Aim a -> Please return the lines of the listing below without any change, everything from the line containing "Retail shelf audit request: identify where the street" down to the line containing "18,18 -> 53,84", with both of those lines included.

Page extract ->
+++

Glasgow Middle School (2020)

  1. PLC Story
  2. PLC Practices
  3. Achievement Data
  4. Awards
  5. Resources

Who We Are

Glasgow Middle School, the largest middle school in Virginia at nearly 2,000 students, located in the 11th largest school district in the nation, represents every kind of learner. Our students come from 53 different countries and speak 57 different languages. Eighty percent of our students speak a language other than English at home. Thirty-one percent of our students receive English-learner services, 65% of our students qualify for free-or-reduced lunch, 16% of our students have been identified for special education services, and our school is also an advanced academics center for students identified as being gifted. 

Five years ago, we were a much different school than we are today. Our state assessment scores were falling, and over time, our Language Arts scores landed us in “accredited with warning” status two years in a row, in 2016 and 2017. We had tremendous urgency to shift the way we collaborated. Our staff was eager to come together as a PLC, clarify our vision, and develop our purpose in order to better support our students. It was in response to this urgency that we truly became a professional learning community.

Collective Vision

In 2015, as we transitioned under a new principal, our staff of 150 came together to develop our vision. We collaborated to determine our identity, what we valued most, and what we believed our students’ future could be. This process revealed that our staff was incredibly aligned in beliefs--especially about the power our students’ diversity brought all of us. We anchor our work every day in our vision: We are a community empowered by diversity, inspired by our success, and committed to lifelong learning

Shared Mission

As our assessment scores fell and we became at risk for losing our state accreditation, we had to look beyond our vision and determine what we needed to change in order to meet the needs of our students. Inspired by the work of Pablo Noguera, we asked ourselves if we were a good school for all students or just for students who had already demonstrated success. Our shared mission became ensuring our school was a great school for all students. 

To support our mission, our Instructional Council, made up of department chairs from all content areas, instructional coaches, and administrators, collaboratively identified and defined the practices we believe make up high quality instruction. We developed our Glasgow Signature Practices, which include Engage, Model, Practice, Assess, and Reflect, and designed professional development where our faculty unpacked these practices, discussed specific ways they would be embedded into our lessons, and learned from each other. These practices became a part of our lesson planning template content collaborative teams use to guide our planning and which has become a powerful tool to align the way we think and talk about instruction (see Resources for example).  

Shared commitment to the PLC at Work

As a professional learning community, we value collaboration and understand that it is critical to our students’ success. While our Signature Practices have given us a common language for our instructional planning and practice, we also determined that in order to become a good school for all students, we needed to articulate, unpack, and hold each other accountable to shared commitments that guide how and why we collaborate. Our Glasgow Mindset Commitments put students and our focus on our work as a PLC at the center (see Resources for example). We share them with all prospective candidates, seek these mindsets in our hiring, and infuse them into our professional development and daily interactions. They are reflected in the working agreements collaborative teams develop to norm how we will work together (see Resources for example) and anchor how we collaborate through the four critical questions.

+++

Aim b -> Retype the passage from the Glasgow Middle School page word for word, everything from "Five years ago, we" down to "professional learning community.".

+++

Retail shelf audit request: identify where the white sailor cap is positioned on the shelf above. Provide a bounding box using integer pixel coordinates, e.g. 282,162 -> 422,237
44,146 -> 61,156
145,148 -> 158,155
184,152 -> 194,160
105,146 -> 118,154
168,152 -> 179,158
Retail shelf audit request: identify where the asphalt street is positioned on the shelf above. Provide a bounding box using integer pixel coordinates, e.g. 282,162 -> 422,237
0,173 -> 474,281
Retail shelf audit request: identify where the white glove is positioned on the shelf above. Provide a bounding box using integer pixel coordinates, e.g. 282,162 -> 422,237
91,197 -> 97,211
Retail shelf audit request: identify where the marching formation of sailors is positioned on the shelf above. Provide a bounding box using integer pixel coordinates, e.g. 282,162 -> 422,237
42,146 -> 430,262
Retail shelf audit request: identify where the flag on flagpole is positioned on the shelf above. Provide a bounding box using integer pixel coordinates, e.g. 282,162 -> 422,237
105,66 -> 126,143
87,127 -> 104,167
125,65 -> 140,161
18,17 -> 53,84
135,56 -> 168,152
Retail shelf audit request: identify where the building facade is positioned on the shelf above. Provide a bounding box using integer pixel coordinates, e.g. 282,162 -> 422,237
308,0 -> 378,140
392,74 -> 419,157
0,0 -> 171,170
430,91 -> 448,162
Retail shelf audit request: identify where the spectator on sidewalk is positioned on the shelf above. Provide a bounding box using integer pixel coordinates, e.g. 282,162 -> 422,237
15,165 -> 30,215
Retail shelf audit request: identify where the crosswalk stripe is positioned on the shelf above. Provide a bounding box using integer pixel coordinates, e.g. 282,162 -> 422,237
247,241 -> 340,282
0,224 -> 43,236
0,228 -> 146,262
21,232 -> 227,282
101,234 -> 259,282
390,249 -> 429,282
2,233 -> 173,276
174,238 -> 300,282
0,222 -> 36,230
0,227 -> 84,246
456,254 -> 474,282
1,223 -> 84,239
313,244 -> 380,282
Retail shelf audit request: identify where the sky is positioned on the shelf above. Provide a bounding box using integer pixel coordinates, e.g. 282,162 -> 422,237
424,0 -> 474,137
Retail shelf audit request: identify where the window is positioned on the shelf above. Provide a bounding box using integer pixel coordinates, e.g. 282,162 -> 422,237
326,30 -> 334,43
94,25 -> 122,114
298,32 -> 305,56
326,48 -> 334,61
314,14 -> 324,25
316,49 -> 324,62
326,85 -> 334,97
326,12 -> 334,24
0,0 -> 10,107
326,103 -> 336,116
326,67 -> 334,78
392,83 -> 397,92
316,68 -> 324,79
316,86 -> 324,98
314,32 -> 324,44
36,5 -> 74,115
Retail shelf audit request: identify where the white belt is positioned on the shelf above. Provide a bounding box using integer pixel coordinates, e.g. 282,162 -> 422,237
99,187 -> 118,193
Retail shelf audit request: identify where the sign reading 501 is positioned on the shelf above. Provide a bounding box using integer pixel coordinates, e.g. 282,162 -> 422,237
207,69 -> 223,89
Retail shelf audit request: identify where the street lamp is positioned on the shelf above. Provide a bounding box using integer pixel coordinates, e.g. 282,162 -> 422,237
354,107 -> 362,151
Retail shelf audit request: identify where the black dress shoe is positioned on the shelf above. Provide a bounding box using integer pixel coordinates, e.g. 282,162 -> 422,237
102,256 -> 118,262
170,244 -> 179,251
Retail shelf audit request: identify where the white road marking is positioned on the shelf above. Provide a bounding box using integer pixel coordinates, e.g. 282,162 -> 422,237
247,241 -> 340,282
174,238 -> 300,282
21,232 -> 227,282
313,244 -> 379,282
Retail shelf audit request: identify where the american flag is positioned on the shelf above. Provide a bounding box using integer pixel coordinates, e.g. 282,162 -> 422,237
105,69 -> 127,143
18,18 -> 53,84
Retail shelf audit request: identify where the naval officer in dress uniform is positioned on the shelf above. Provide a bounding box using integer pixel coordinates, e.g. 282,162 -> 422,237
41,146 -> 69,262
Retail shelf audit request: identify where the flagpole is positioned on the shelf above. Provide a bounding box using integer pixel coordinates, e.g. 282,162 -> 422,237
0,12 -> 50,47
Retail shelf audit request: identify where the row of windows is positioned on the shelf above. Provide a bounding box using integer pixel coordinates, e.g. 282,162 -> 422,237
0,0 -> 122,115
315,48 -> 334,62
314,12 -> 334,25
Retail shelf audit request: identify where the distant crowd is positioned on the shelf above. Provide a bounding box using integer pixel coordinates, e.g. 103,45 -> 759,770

+++

Problem solution a ->
Retail shelf audit request: identify where the street lamp is positioned on the shelf above. Provide a bounding box using integer pixel coordinates, e.g. 282,162 -> 422,237
354,107 -> 362,151
Retail shelf audit request: identify where the black dress shoe is positioned on the shelf above. Provide a bounding box using integer pixel coordinates, e.g. 282,162 -> 422,237
102,256 -> 118,262
170,244 -> 179,251
Retail shelf audit request: identify where the white road marking is positioned on the shelf above. Provide a bounding box using integer pixel coordinates, e.g. 282,162 -> 422,237
247,241 -> 340,282
174,238 -> 300,282
21,232 -> 227,282
313,244 -> 379,282
Retail shelf audit request: identify where the american flag is positioned on the shelf above. Provide a bounding box using integer pixel coordinates, e.g. 282,162 -> 422,237
105,69 -> 127,143
18,18 -> 53,84

Problem solution b ->
Five years ago, we were a much different school than we are today. Our state assessment scores were falling, and over time, our Language Arts scores landed us in “accredited with warning” status two years in a row, in 2016 and 2017. We had tremendous urgency to shift the way we collaborated. Our staff was eager to come together as a PLC, clarify our vision, and develop our purpose in order to better support our students. It was in response to this urgency that we truly became a professional learning community.